### Problem A:
Answer these questions using the article on vulnerability management below, one answer per line, marked as the questions are.
(i) What three things does the article say you will have to do to find and fix flaws and build in resilience?
(ii) On what do some organizations rely to find application flaws, an approach the article calls a big mistake?
(iii) What is another name the article gives for dynamic application security testing (DAST) tools?

Vulnerability management is one of the most important aspects of an information security program. Finding flaws, determining specific risks, and then following through to ensure those risks are minimized or eliminated sounds simple on the surface, but it’s not. Web applications and the overall function of application security further complicate vulnerability management. Some businesses largely focus their efforts on network hosts while others believe that web applications should get the most attention. Among all the organizations I’ve consulted with or perform security testing for, I have yet to see anyone who has fully mastered vulnerability management.
If you’re going to find and fix the flaws across your environment and truly build in resilience, you’re going to have to:
- Use good testing tools
- Use these tools at the proper times
- Leverage the full capabilities of such tools and continually work to get better
In the context of application security, approaches to testing for security flaws are all over the map. Some businesses focus much of their efforts on performing source code analyses of homegrown applications. A worthy endeavor but, based on the output I’ve seen when using source code analyzers, it’s not nearly enough. Some organizations I’ve consulted with rely on their network vulnerability scanners to find application flaws. Big mistake. Still, other organizations, including large corporations with dozens of security staff members don’t test their web applications at all. Or, just as bad, they rely on their service providers to do what’s right including word-of-mouth pass/fail assertions or even high-level SOC data center audits without ever validating the true security posture of the applications themselves.
The big thing that is missing in many vulnerability management programs regardless of business size or industry is the consistent use of dynamic application security testing (DAST) tools, a.k.a. web vulnerability scanners. At best, this is an indefensible approach to security that you don’t want to be a part of. At worst, all sorts of web application vulnerabilities can be overlooked putting systems, sensitive information, and your overall business at risk.
If you are looking to build and maintain a resilient web application environment, then DAST absolutely has to be a part of your testing efforts. Years ago, I noticed that I was having to run not just one web application vulnerability scanner but two or more in order to find all the layer 7 flaws that mattered. Given what DAST can uncover and how it can help you with risk analysis along with mitigation efforts, it absolutely must be a part of your ongoing efforts. Given the improvements in the DAST space over the past decade, I’m no longer convinced that you have to use multiple scanners, but you should use at least one! The good news is that you can start small with your most critical applications and then scale out to test all applications eventually and quite easily.

### Given data:

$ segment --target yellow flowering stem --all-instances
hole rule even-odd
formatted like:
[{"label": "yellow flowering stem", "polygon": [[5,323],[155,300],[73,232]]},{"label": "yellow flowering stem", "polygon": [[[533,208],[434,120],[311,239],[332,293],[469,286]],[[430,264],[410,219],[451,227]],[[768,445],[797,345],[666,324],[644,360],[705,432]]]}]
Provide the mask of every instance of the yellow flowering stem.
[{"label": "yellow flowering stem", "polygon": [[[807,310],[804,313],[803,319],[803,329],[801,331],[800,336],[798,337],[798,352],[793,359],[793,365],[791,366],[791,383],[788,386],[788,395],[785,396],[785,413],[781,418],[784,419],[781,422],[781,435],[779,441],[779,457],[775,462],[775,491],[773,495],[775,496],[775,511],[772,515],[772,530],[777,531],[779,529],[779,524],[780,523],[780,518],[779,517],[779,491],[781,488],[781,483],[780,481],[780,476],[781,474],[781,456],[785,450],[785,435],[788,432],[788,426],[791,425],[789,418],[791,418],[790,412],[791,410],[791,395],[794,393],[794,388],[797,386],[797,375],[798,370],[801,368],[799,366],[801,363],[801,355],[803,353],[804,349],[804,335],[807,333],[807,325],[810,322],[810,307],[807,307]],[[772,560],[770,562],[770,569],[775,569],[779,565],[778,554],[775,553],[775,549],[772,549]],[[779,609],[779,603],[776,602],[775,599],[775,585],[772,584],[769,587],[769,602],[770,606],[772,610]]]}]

### Problem B:
Duplicate every line of the records above exactly, without any changes.

### Finished answer A:
(i) Use good testing tools, use these tools at the proper times, and leverage the full capabilities of such tools while continually working to get better.
(ii) Their network vulnerability scanners.
(iii) Web vulnerability scanners.

### Finished answer B:
$ segment --target yellow flowering stem --all-instances
hole rule even-odd
formatted like:
[{"label": "yellow flowering stem", "polygon": [[5,323],[155,300],[73,232]]},{"label": "yellow flowering stem", "polygon": [[[533,208],[434,120],[311,239],[332,293],[469,286]],[[430,264],[410,219],[451,227]],[[768,445],[797,345],[666,324],[644,360],[705,432]]]}]
Provide the mask of every instance of the yellow flowering stem.
[{"label": "yellow flowering stem", "polygon": [[[807,310],[804,313],[803,319],[803,329],[801,331],[800,336],[798,337],[798,352],[793,359],[793,365],[791,366],[791,383],[788,386],[788,395],[785,396],[785,413],[781,418],[784,419],[781,422],[781,435],[779,441],[779,457],[775,462],[775,491],[773,495],[775,496],[775,511],[772,515],[772,530],[777,531],[779,529],[779,524],[780,523],[780,518],[779,517],[779,491],[781,488],[781,483],[780,481],[780,476],[781,474],[781,456],[785,450],[785,435],[788,432],[788,426],[791,425],[789,418],[791,418],[790,412],[791,410],[791,395],[794,393],[794,388],[797,386],[797,375],[798,370],[801,368],[799,366],[801,363],[801,355],[803,353],[804,349],[804,335],[807,333],[807,325],[810,322],[810,307],[807,307]],[[772,560],[770,562],[770,569],[775,569],[779,565],[778,554],[775,553],[775,549],[772,549]],[[779,609],[779,603],[776,602],[775,599],[775,585],[772,584],[769,587],[769,602],[770,606],[772,610]]]}]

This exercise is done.